● What the exercise asks
Revise the material below by changing every "single marker" to "single dot" and keeping everything else the same. Omit the pictures from the result.

Entries from a point annotation set:
--- START ---

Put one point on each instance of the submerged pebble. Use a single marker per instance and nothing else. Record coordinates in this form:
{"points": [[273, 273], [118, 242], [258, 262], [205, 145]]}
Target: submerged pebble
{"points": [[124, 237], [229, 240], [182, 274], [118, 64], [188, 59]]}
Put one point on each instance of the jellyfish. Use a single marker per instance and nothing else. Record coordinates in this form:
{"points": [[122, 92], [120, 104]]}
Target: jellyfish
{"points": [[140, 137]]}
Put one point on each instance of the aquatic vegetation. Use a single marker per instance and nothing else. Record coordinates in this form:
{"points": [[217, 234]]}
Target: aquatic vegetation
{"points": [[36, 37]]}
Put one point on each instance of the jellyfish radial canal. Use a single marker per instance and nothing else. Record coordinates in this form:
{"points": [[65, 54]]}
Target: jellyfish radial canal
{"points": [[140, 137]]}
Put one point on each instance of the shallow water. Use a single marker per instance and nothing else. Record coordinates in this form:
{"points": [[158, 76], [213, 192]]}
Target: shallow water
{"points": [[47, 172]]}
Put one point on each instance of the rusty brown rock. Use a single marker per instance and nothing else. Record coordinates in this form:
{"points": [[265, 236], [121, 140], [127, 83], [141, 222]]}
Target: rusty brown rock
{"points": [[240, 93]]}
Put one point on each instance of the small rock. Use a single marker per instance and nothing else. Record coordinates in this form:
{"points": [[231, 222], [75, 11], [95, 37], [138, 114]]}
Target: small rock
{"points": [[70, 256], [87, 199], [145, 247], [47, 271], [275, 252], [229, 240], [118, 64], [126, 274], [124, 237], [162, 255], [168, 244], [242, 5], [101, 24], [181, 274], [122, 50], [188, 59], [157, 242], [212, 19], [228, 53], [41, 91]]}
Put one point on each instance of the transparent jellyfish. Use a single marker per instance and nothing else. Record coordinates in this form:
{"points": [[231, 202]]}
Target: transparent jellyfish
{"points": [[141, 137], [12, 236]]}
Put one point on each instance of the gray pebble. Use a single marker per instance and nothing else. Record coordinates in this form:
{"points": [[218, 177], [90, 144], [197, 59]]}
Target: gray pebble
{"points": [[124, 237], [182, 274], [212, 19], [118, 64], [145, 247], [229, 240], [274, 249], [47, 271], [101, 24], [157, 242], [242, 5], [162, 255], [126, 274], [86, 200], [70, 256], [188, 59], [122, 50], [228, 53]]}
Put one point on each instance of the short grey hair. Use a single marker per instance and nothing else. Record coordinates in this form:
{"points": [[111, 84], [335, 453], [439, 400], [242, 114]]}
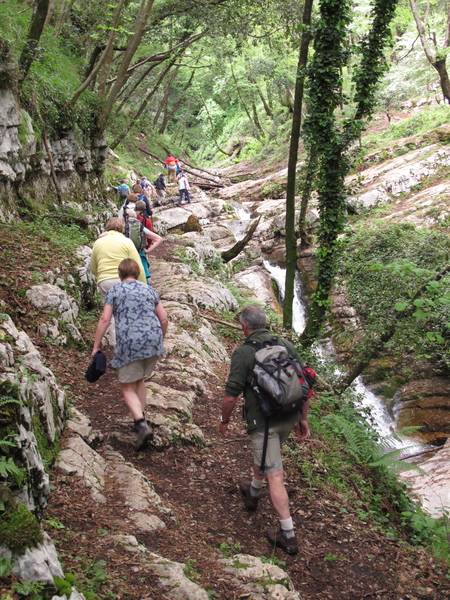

--- END ---

● Exercise answer
Put one point on each instance of the submerged pebble. Use a single dot per instance and nothing else. Record coordinates in this form:
{"points": [[273, 273], [118, 242], [258, 262], [205, 145]]}
Target: submerged pebble
{"points": [[124, 237], [229, 240], [182, 274], [118, 64], [188, 59]]}
Put one point on each instance of the jellyfish. Use a single dot per instance and nothing else. Record coordinates in this form:
{"points": [[122, 92], [120, 104]]}
Target: jellyfish
{"points": [[140, 137]]}
Put one point on each instance of the aquatic vegetation. Use a single dot per instance and nothing else. Record coordinates in this form:
{"points": [[217, 234]]}
Target: aquatic vegetation
{"points": [[36, 37]]}
Put one point on each instance of the jellyfish radial canal. Use a single dot per instance and nothing else. Record coordinates in this form:
{"points": [[65, 54]]}
Target: jellyfish radial canal
{"points": [[140, 137]]}
Put one point on each instance of the shallow water. Use a single dot per instance and nothing else. Record coordinates in this form:
{"points": [[158, 76], [213, 192]]}
Target: shallow water
{"points": [[47, 172]]}
Put one point on each instance of the rusty brown rock. Use a single dot per instance and nothing else. Record coordinates in this form:
{"points": [[265, 236], [121, 140], [127, 83], [141, 222]]}
Target: rusty brown rock
{"points": [[240, 93]]}
Put one point on each instance of the small rock. Use a single dot per instance and nothing else. Record coordinates in this form:
{"points": [[231, 222], [75, 11], [95, 37], [138, 114]]}
Target: small rock
{"points": [[70, 256], [87, 199], [145, 247], [47, 271], [275, 252], [229, 240], [118, 64], [126, 274], [124, 237], [162, 255], [168, 244], [242, 5], [101, 24], [181, 274], [122, 50], [188, 59], [157, 242], [212, 19], [228, 53], [41, 91]]}
Put one point on each instance of the transparent jellyfish. Use a single dot per instance and nothing else. Record coordinates in this form:
{"points": [[231, 202]]}
Target: transparent jellyfish
{"points": [[141, 137], [12, 236]]}
Put one point on each instance of the gray pebble. Use a single dot per instance and nothing else. Record coordinates in this form:
{"points": [[218, 177], [90, 144], [197, 59]]}
Target: gray pebble
{"points": [[124, 237], [182, 274], [212, 19], [118, 64], [145, 247], [229, 240], [274, 249], [47, 271], [101, 24], [157, 242], [242, 5], [162, 255], [126, 274], [86, 200], [70, 256], [188, 59], [122, 50], [228, 53]]}
Put one point on each instance of the short grey hair. Use a single dot per instance and nothing else. Record coordinates in this form:
{"points": [[111, 84], [335, 453], [439, 400], [242, 114]]}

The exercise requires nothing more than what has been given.